*GIVEN DATA*
=-=-=

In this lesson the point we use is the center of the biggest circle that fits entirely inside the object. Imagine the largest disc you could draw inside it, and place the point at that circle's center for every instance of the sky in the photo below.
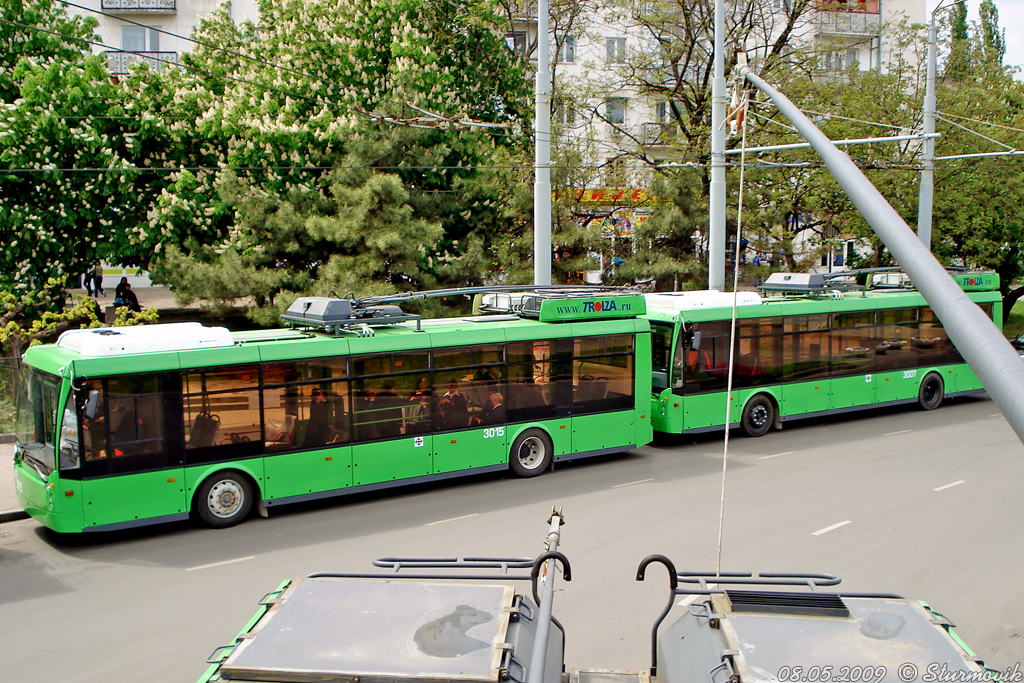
(1011, 18)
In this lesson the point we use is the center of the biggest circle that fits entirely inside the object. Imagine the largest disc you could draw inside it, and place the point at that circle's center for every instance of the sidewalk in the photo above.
(157, 297)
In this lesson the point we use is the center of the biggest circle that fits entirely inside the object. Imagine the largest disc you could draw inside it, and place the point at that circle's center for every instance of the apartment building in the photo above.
(153, 31)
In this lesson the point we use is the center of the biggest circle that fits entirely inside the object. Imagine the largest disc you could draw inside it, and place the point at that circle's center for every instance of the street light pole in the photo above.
(542, 144)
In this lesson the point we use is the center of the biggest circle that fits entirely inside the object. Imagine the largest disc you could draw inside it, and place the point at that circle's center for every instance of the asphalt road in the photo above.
(928, 505)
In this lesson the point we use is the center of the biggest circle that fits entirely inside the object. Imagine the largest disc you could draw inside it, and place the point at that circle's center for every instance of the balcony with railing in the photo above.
(118, 62)
(147, 6)
(848, 17)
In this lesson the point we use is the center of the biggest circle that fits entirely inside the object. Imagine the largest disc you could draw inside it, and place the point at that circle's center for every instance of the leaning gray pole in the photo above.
(926, 194)
(976, 337)
(538, 667)
(542, 142)
(716, 191)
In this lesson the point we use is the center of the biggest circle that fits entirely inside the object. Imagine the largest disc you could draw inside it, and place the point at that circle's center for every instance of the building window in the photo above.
(564, 113)
(841, 60)
(516, 42)
(614, 110)
(568, 49)
(614, 173)
(133, 39)
(663, 113)
(616, 50)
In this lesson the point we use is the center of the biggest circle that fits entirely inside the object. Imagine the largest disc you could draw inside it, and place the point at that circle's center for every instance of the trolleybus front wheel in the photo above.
(758, 416)
(531, 454)
(224, 499)
(931, 392)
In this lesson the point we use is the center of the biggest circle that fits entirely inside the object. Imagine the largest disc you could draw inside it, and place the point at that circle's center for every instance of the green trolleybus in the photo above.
(129, 426)
(804, 348)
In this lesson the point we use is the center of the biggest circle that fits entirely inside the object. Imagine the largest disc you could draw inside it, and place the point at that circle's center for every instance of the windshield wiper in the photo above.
(28, 457)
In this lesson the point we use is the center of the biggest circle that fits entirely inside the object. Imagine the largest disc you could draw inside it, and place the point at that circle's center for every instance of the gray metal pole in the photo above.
(537, 663)
(927, 189)
(976, 337)
(716, 215)
(542, 143)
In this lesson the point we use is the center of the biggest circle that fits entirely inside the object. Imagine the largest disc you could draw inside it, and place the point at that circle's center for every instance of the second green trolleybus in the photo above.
(129, 426)
(804, 348)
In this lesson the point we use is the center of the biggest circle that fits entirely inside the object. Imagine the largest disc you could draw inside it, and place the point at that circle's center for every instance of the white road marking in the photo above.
(452, 519)
(630, 483)
(830, 528)
(217, 564)
(777, 455)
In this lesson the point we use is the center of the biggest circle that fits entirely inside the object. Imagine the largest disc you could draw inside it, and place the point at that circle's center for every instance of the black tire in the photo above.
(224, 499)
(931, 392)
(759, 416)
(531, 454)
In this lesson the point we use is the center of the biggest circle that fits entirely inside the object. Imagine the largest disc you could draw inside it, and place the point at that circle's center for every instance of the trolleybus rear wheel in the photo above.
(931, 392)
(531, 454)
(758, 416)
(224, 499)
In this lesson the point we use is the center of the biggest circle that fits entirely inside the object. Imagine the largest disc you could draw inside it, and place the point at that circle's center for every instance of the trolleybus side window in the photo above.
(531, 380)
(602, 374)
(805, 348)
(660, 351)
(465, 379)
(222, 412)
(385, 384)
(36, 417)
(305, 404)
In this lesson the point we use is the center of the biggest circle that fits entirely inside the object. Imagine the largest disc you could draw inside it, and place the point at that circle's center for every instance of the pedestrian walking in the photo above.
(97, 280)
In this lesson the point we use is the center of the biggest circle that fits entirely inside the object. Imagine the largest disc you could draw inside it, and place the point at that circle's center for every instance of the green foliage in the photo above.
(991, 39)
(360, 180)
(29, 317)
(70, 143)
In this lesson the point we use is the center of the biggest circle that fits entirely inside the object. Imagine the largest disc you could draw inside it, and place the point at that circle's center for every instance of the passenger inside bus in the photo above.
(453, 408)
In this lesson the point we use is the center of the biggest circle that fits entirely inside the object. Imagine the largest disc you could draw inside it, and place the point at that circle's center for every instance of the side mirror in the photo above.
(91, 404)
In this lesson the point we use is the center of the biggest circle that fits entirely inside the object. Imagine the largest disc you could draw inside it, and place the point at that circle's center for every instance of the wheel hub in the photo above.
(225, 499)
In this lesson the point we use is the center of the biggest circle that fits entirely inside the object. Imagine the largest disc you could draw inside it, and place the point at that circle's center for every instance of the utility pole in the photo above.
(926, 196)
(542, 145)
(716, 213)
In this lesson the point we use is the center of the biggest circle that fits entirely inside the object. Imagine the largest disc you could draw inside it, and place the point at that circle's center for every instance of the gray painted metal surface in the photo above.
(976, 337)
(883, 640)
(378, 631)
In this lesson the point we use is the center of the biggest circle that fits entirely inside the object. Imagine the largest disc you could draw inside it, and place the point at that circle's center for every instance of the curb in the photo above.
(12, 515)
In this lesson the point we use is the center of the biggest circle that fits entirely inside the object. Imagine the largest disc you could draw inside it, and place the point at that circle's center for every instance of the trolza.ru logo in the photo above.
(598, 306)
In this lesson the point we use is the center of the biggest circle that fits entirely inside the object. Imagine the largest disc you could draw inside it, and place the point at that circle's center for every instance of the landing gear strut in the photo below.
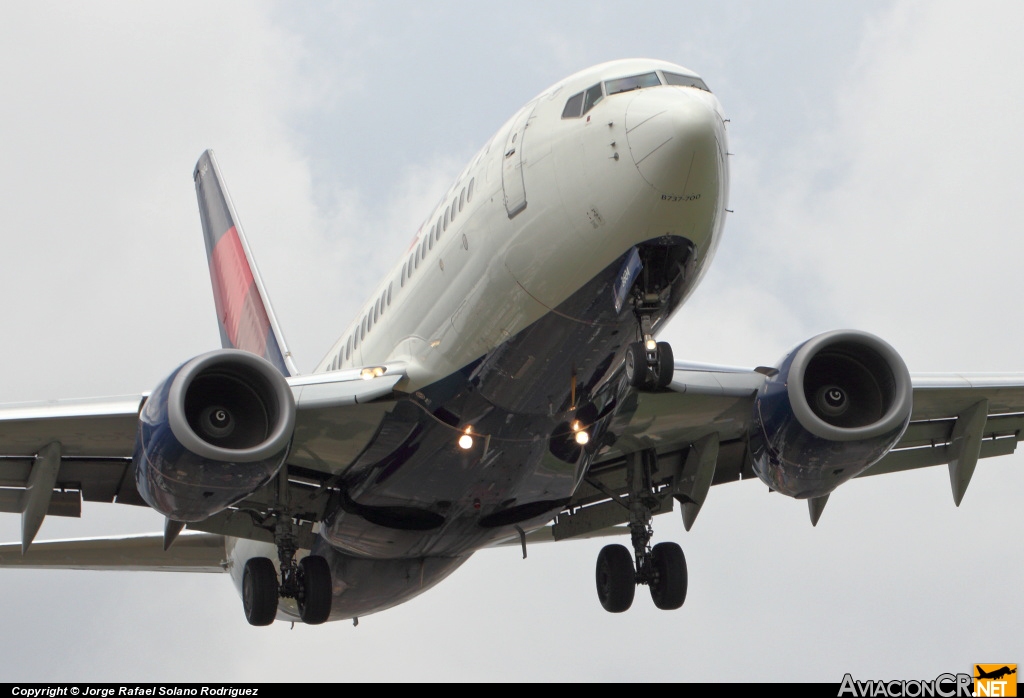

=-=-=

*TASK PROMPT*
Pick out every line in the rows that contains the word "second", and copy each one.

*TASK SOLUTION*
In this lesson the point we use is the center of the biggest circle that fits entirely inside the object. Imagine the largest disc you could draw inside it, and place the point at that circle's center for every instance of the second green trolleybus in the photo above.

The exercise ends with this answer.